**Short task**
Gather every line in the records below that contains the word "fish", copying each one. Case counts.

**Stored records**
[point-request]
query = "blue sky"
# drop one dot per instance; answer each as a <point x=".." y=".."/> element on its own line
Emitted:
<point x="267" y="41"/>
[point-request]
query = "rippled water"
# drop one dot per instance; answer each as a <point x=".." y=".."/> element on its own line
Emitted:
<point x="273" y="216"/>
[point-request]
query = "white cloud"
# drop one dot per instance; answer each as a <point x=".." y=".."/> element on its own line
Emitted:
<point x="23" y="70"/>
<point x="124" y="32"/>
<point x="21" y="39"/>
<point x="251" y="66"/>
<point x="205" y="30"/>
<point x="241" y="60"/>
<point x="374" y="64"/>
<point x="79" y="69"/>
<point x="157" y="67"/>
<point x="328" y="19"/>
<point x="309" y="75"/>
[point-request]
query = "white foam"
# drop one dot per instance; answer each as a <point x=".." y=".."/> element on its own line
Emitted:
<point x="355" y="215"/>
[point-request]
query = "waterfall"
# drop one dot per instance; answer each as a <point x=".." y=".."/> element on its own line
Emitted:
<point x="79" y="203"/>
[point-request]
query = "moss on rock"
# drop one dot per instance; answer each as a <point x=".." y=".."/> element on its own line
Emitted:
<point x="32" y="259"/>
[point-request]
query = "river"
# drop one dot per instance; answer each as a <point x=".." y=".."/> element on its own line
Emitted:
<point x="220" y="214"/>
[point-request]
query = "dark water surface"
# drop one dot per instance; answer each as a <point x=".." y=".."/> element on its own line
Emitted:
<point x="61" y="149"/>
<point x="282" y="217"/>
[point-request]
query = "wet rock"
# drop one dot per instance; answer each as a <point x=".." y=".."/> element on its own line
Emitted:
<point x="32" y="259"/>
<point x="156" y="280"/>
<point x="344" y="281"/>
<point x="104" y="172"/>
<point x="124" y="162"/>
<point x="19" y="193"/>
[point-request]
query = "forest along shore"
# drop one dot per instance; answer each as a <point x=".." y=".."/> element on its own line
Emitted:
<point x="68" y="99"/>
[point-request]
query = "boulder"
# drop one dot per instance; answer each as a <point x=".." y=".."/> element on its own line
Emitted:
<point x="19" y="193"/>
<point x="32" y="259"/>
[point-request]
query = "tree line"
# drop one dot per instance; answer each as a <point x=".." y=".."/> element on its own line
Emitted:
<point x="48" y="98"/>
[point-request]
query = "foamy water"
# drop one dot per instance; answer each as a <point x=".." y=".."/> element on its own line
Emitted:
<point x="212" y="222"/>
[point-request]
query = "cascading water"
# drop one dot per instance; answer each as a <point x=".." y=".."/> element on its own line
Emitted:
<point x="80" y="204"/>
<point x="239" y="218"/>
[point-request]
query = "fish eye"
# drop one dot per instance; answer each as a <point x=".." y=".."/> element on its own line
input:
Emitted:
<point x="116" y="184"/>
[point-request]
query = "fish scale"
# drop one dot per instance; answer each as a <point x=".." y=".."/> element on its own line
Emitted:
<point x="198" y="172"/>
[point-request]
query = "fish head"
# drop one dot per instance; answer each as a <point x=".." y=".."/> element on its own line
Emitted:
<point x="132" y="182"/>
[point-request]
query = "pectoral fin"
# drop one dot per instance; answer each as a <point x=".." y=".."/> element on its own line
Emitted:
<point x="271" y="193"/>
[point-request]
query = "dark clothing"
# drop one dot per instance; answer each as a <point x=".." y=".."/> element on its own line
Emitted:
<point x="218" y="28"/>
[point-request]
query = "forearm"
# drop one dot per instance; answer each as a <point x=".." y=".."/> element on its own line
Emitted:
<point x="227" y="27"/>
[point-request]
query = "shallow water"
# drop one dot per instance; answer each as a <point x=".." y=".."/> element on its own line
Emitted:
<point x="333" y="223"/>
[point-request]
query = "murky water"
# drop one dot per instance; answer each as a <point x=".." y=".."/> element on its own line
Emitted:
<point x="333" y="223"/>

**Output below**
query = "fish eye"
query = "fish scale"
query = "fish head"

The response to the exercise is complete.